#### Provided material ####

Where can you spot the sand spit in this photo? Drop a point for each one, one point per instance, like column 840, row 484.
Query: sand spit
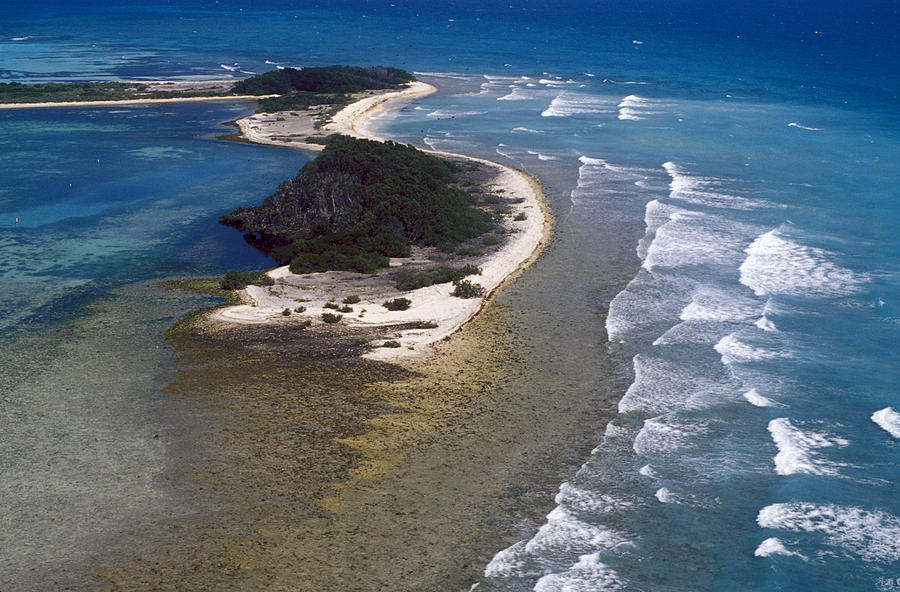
column 525, row 239
column 210, row 86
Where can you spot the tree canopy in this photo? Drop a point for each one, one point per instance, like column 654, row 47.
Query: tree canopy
column 328, row 79
column 358, row 203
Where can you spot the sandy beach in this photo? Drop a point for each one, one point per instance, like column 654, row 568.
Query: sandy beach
column 196, row 86
column 525, row 238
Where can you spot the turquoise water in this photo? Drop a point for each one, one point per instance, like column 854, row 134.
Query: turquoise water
column 756, row 448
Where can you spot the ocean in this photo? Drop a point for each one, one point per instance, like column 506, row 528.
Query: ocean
column 724, row 180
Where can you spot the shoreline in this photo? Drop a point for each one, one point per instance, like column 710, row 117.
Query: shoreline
column 526, row 240
column 113, row 102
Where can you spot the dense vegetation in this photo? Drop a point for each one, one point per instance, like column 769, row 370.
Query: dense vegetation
column 238, row 280
column 358, row 203
column 439, row 274
column 329, row 79
column 16, row 92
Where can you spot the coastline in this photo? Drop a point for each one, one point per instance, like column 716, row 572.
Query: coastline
column 130, row 102
column 432, row 304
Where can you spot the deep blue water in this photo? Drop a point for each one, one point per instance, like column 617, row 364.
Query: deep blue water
column 757, row 447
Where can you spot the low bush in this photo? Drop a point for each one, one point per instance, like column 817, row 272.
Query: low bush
column 397, row 304
column 433, row 275
column 238, row 280
column 331, row 318
column 466, row 289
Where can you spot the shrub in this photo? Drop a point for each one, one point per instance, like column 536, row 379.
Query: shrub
column 238, row 280
column 331, row 318
column 466, row 289
column 468, row 251
column 397, row 304
column 433, row 275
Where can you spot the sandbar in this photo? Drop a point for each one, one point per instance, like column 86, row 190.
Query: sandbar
column 524, row 240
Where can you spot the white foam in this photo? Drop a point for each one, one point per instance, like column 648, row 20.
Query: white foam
column 774, row 546
column 518, row 93
column 661, row 386
column 797, row 449
column 766, row 324
column 661, row 436
column 564, row 533
column 579, row 499
column 811, row 129
column 696, row 238
column 568, row 103
column 507, row 562
column 888, row 420
column 777, row 265
column 587, row 575
column 874, row 536
column 754, row 398
column 636, row 108
column 452, row 114
column 709, row 304
column 702, row 190
column 735, row 351
column 541, row 156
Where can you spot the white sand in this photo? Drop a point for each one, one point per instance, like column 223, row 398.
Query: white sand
column 433, row 303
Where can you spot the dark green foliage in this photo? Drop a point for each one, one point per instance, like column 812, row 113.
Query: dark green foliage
column 16, row 92
column 238, row 280
column 330, row 79
column 468, row 251
column 397, row 304
column 433, row 275
column 466, row 289
column 331, row 318
column 358, row 203
column 300, row 101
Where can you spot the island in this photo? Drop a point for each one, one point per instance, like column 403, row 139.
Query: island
column 348, row 416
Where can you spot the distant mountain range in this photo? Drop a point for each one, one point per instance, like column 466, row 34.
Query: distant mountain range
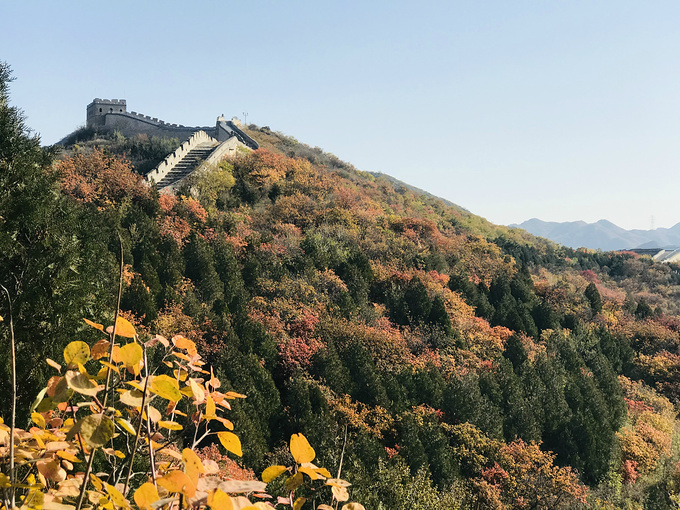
column 603, row 235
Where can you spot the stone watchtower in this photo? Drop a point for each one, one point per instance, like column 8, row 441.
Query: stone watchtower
column 99, row 108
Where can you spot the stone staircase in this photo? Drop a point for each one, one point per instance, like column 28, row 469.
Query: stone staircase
column 188, row 164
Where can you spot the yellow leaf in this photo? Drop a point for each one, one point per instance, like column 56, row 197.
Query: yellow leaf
column 95, row 325
column 300, row 449
column 76, row 352
column 323, row 472
column 100, row 349
column 210, row 408
column 132, row 398
column 166, row 387
column 293, row 482
column 272, row 473
column 199, row 393
column 96, row 481
column 181, row 355
column 96, row 430
column 131, row 354
column 124, row 328
column 193, row 466
column 81, row 383
column 38, row 419
column 231, row 442
column 184, row 343
column 338, row 482
column 51, row 470
column 340, row 493
column 146, row 495
column 177, row 481
column 110, row 366
column 54, row 364
column 218, row 500
column 312, row 474
column 170, row 425
column 117, row 498
column 180, row 374
column 154, row 414
column 68, row 456
column 232, row 395
column 126, row 426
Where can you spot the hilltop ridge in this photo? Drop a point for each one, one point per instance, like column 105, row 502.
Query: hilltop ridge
column 603, row 235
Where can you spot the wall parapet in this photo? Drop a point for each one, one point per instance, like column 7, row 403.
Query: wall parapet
column 165, row 166
column 225, row 148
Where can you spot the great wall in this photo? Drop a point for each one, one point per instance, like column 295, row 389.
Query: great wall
column 201, row 146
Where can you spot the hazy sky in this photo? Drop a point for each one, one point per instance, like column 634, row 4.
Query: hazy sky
column 562, row 110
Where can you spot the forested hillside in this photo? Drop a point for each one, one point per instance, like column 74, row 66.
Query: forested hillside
column 447, row 361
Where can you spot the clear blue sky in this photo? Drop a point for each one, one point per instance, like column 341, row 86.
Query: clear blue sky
column 561, row 110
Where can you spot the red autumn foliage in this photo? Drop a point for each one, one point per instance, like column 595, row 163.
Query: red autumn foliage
column 101, row 180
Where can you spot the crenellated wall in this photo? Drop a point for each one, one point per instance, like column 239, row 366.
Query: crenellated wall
column 112, row 114
column 164, row 167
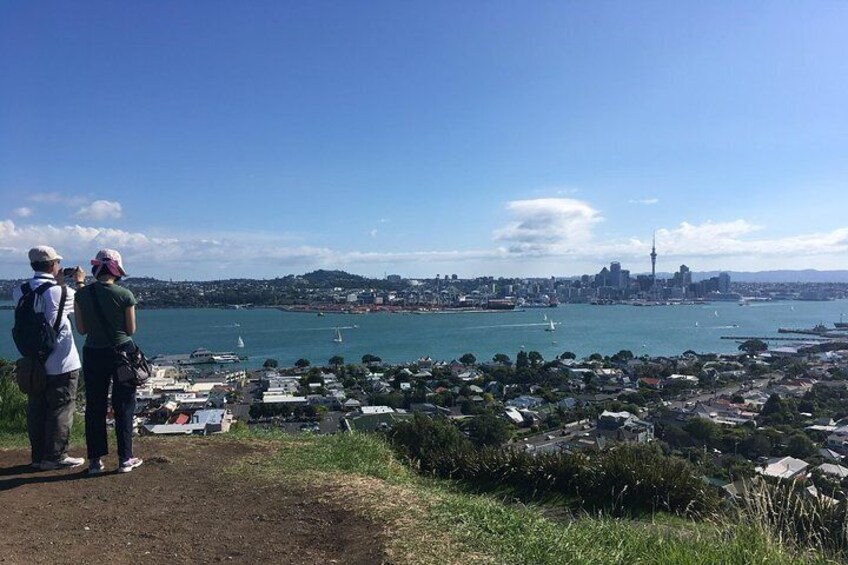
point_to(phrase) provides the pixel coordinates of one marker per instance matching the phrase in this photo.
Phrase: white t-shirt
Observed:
(64, 358)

####

Exercise goal = Look back at the data above. Transcribe exactly the lines starting at the line that contains "Query: tree canopy" and ending at the line that contains "Where can you spot the dense".

Result =
Query: tree canopy
column 328, row 79
column 358, row 203
Where can you spot the sandy beach in this photo? Drop a point for each one, one point per instance, like column 654, row 568.
Query: sandy beach
column 196, row 86
column 525, row 238
Where can you spot the turquoise water in this photo? Drop a point for each one, one point per instance, like column 854, row 134.
Query: turquoise water
column 756, row 448
Where can you spot the ocean in this photo? Drop a point for each one, one point per instance, like column 506, row 528.
Query: ocean
column 724, row 180
Where can you spot the shoreline in this photo? Drop a point for each one, one point per instance, like column 710, row 117.
Query: shoreline
column 526, row 240
column 113, row 102
Where can you spot the dense vegetation in this photo? Drop a point for each one, one point per instance, like column 769, row 370.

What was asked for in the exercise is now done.